**** Extracted information ****

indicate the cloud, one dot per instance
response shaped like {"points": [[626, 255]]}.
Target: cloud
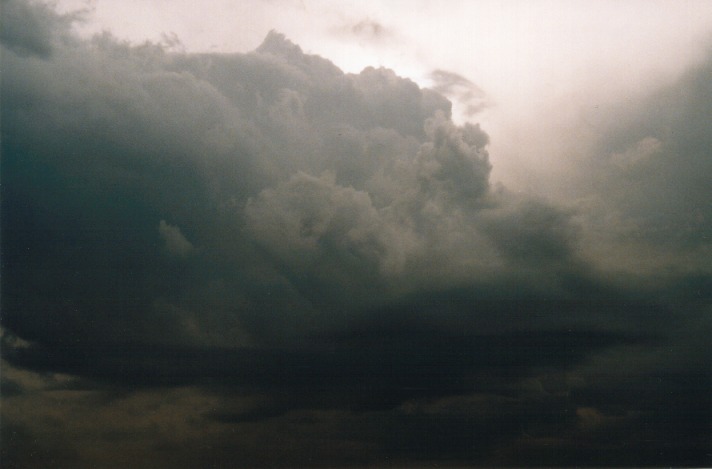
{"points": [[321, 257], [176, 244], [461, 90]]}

****
**** Extracted information ****

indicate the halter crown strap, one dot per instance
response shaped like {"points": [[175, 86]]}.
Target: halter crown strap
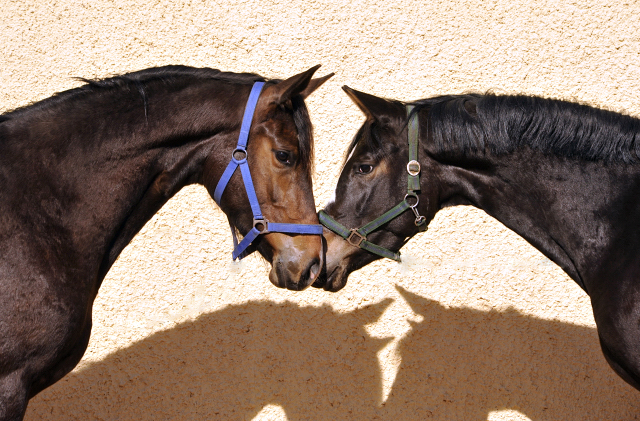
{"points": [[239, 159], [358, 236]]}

****

### The problem
Respond with a number only: how many lines in the material contain the string "indicate"?

### Answer to the exercise
2